> PROBLEMS TO SOLVE
A: Translate this sentence from the DynamoDB backend page into Spanish: "The DynamoDB backend provides scalable cloud storage using AWS DynamoDB."
B: On the DynamoDB backend page, what is the default value of the region option?
C: Summarize the DynamoDB backend page in two sentences.

> EXCERPTED PASSAGE
○ ○ ○ ○ ○

Skip to content

DynamoDB Backend

The DynamoDB backend provides scalable cloud storage using AWS DynamoDB.

Overview

DynamoDB is ideal for:

  • Cloud-native deployments
  • Distributed crawling systems
  • High availability requirements
  • Serverless architectures

Installation

Install with DynamoDB support:

Bash
pip install ragcrawl[dynamodb]

Configuration

Python
from ragcrawl.config.storage_config import StorageConfig, DynamoDBConfig

config = StorageConfig(
    backend=DynamoDBConfig(
        table_prefix="ragcrawl_",
        region="us-west-2",
        endpoint_url=None,  # Use for local DynamoDB
    )
)

Configuration Options

Option Type Default Description
table_prefix str "ragcrawl_" Prefix for table names
region str "us-east-1" AWS region
endpoint_url str None Custom endpoint (for local)

AWS Credentials

The backend uses standard AWS credential resolution:

  1. Environment variables (AWS_ACCESS_KEY_ID, AWS_SECRET_ACCESS_KEY)
  2. AWS credentials file (~/.aws/credentials)
  3. IAM role (for EC2/Lambda)

Usage

Basic Usage

Python
from ragcrawl.storage import create_storage_backend

backend = create_storage_backend(config)
backend.initialize()  # Creates tables if needed

sites = backend.list_sites()
backend.close()

Local Development

Use DynamoDB Local for development:

Bash
# Start DynamoDB Local
docker run -p 8000:8000 amazon/dynamodb-local
Python
config = StorageConfig(
    backend=DynamoDBConfig(
        table_prefix="dev_",
        region="us-east-1",
        endpoint_url="http://localhost:8000",
    )
)

○ ○ ○ ○ ○

> DATA SHOWN

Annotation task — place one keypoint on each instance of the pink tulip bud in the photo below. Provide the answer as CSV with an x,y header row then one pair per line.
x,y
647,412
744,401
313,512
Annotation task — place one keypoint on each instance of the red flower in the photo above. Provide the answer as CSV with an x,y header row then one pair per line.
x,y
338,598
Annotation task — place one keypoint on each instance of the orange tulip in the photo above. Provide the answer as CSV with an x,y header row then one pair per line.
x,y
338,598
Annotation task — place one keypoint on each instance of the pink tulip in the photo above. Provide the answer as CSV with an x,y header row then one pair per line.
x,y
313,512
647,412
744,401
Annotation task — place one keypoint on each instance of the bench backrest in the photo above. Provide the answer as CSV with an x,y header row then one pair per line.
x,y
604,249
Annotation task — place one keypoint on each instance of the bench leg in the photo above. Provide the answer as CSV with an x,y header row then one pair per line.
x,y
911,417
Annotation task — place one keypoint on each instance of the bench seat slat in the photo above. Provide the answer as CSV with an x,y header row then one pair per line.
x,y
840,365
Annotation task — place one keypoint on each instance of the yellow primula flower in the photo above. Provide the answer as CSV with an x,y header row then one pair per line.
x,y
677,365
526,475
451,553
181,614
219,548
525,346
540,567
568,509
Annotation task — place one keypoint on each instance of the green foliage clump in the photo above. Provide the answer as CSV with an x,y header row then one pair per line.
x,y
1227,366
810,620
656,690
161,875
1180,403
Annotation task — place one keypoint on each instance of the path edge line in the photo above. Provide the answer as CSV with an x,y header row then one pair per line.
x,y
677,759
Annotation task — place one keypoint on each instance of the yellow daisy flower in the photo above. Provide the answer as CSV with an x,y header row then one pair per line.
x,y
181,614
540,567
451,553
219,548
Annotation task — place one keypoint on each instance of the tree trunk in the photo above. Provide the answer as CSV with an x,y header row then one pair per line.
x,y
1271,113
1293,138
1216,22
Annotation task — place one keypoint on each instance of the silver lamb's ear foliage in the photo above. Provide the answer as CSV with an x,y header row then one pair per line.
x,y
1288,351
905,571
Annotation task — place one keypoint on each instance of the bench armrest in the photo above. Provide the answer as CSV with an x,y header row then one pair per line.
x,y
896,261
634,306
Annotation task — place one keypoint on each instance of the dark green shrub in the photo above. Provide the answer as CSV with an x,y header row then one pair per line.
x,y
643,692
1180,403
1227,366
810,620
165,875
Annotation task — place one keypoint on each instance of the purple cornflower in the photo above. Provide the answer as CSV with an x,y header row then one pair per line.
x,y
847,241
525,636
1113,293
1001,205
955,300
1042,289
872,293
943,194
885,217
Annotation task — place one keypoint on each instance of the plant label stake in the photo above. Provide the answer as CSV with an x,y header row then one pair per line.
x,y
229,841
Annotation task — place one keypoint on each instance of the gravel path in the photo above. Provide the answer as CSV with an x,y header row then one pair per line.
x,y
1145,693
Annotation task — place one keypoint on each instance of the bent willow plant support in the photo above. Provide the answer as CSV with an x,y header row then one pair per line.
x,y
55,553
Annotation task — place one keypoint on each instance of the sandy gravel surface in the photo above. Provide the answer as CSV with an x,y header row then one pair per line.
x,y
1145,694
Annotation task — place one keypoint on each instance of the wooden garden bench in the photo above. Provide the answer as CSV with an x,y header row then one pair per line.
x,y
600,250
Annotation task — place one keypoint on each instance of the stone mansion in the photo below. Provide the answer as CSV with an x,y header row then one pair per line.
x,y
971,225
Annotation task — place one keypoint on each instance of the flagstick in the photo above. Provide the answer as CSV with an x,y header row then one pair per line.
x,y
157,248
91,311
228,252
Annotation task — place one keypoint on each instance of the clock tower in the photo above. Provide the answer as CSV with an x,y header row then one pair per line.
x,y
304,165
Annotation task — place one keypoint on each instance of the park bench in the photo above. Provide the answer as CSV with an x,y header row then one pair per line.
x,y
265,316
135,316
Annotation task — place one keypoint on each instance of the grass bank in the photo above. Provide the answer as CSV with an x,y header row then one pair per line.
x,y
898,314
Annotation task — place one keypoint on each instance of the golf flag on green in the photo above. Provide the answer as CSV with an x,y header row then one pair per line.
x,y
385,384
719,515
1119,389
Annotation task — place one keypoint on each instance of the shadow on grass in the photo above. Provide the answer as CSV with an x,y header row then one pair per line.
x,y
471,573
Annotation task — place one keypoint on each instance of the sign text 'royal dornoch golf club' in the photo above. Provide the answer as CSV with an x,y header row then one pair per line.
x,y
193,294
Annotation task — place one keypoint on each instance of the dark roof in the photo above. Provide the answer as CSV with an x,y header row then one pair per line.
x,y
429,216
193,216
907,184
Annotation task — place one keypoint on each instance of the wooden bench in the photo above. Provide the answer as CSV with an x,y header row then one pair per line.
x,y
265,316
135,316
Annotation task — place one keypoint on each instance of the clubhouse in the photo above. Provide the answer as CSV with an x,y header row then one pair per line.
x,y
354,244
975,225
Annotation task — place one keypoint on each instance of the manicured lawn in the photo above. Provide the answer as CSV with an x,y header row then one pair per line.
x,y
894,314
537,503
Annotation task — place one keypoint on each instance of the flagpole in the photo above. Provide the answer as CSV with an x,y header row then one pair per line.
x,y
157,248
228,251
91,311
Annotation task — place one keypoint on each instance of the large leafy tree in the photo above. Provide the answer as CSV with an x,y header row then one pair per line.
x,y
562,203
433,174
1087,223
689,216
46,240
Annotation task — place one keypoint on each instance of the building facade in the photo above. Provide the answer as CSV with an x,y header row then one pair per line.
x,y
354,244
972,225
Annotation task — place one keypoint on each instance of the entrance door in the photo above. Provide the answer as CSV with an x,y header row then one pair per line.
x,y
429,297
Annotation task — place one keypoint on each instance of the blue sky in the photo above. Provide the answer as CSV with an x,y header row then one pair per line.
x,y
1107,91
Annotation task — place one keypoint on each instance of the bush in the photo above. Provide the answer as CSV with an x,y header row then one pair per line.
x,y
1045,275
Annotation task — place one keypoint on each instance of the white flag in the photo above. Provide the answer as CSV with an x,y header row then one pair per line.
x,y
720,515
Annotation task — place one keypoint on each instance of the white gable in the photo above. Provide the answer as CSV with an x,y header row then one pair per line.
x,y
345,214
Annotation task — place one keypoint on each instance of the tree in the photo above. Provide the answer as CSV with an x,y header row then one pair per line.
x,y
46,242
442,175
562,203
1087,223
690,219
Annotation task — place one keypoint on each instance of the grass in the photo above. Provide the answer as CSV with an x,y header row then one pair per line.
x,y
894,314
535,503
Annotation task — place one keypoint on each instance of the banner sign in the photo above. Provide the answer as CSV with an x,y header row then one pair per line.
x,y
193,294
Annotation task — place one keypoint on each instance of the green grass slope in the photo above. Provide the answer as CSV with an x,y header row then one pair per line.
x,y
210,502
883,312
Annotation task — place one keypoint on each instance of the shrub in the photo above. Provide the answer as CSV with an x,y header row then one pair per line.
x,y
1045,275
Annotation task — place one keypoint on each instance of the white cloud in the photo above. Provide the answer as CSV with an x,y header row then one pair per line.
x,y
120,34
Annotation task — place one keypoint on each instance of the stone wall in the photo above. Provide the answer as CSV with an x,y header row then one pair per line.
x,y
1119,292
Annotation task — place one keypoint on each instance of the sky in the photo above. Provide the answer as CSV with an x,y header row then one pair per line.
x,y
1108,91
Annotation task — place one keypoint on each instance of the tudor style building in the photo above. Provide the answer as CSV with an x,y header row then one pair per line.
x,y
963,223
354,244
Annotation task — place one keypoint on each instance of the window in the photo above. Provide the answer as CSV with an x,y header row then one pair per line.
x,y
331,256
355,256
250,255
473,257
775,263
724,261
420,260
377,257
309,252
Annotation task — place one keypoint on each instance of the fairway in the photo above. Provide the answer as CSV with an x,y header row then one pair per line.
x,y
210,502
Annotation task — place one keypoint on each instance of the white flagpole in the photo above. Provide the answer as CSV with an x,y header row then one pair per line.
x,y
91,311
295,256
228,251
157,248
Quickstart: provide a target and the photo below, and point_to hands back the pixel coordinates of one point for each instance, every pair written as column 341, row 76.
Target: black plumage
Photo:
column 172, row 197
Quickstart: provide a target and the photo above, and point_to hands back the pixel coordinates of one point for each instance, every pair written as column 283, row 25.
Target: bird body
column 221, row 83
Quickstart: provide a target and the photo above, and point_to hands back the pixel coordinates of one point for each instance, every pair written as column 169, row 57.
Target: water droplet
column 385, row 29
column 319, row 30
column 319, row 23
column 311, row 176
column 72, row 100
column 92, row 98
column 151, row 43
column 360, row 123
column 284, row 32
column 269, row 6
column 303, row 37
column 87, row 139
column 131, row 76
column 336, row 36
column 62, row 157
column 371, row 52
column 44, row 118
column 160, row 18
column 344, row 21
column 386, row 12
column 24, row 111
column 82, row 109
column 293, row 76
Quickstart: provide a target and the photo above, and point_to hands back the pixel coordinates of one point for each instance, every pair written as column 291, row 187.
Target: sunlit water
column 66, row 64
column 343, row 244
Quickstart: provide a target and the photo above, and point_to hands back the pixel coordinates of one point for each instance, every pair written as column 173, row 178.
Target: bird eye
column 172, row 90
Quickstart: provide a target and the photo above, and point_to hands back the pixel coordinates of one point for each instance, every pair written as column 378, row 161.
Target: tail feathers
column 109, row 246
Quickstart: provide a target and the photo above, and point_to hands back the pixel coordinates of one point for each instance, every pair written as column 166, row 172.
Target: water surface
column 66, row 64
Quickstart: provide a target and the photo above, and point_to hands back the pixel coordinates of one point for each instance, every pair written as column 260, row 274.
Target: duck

○ ○ ○ ○ ○

> COMPLETE ANSWERS
A: El backend de DynamoDB proporciona almacenamiento en la nube escalable mediante AWS DynamoDB.

B: "us-east-1"

C: The DynamoDB backend for ragcrawl provides scalable cloud storage through AWS DynamoDB, installs with pip install ragcrawl[dynamodb], and is configured with a table prefix, an AWS region, and an optional custom endpoint. It finds AWS credentials in the standard order of environment variables, credentials file, and IAM role, and for development it can connect to DynamoDB Local running in Docker at http://localhost:8000.